◆ Exercise materials:
===============
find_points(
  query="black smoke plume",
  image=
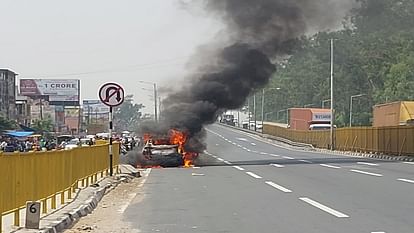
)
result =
(257, 33)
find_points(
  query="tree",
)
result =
(128, 115)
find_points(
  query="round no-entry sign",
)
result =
(111, 94)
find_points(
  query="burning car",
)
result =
(166, 151)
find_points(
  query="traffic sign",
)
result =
(111, 94)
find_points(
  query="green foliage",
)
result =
(128, 115)
(374, 56)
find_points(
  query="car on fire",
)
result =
(166, 151)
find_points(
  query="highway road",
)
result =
(246, 184)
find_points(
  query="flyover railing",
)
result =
(387, 140)
(45, 176)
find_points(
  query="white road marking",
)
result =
(369, 164)
(131, 196)
(242, 139)
(253, 175)
(329, 166)
(276, 186)
(324, 208)
(366, 173)
(406, 180)
(239, 168)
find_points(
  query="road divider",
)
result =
(369, 164)
(324, 207)
(239, 168)
(406, 180)
(366, 173)
(279, 187)
(253, 175)
(329, 166)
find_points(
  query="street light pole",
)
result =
(263, 99)
(350, 108)
(155, 98)
(324, 101)
(332, 100)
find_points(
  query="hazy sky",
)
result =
(99, 41)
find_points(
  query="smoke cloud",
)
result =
(257, 32)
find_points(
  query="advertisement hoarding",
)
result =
(58, 91)
(321, 117)
(94, 107)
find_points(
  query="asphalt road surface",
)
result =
(246, 184)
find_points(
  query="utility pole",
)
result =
(155, 102)
(254, 110)
(332, 100)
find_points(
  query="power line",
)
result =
(155, 64)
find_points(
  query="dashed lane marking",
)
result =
(366, 173)
(369, 164)
(406, 180)
(329, 166)
(324, 207)
(253, 175)
(239, 168)
(279, 187)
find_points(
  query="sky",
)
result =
(98, 41)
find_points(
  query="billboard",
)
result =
(94, 107)
(321, 117)
(58, 91)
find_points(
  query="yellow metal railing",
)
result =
(42, 176)
(388, 140)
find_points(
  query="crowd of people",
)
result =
(26, 144)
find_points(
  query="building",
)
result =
(7, 94)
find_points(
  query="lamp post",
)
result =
(350, 108)
(263, 98)
(287, 112)
(332, 100)
(155, 98)
(325, 101)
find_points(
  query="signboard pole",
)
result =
(110, 142)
===============
◆ To do:
Which lines in the records above hold the string "pole"? Copy each of them.

◆ Output for this exercise:
  query="street light pole",
  query="utility pole",
  query="signboard pole",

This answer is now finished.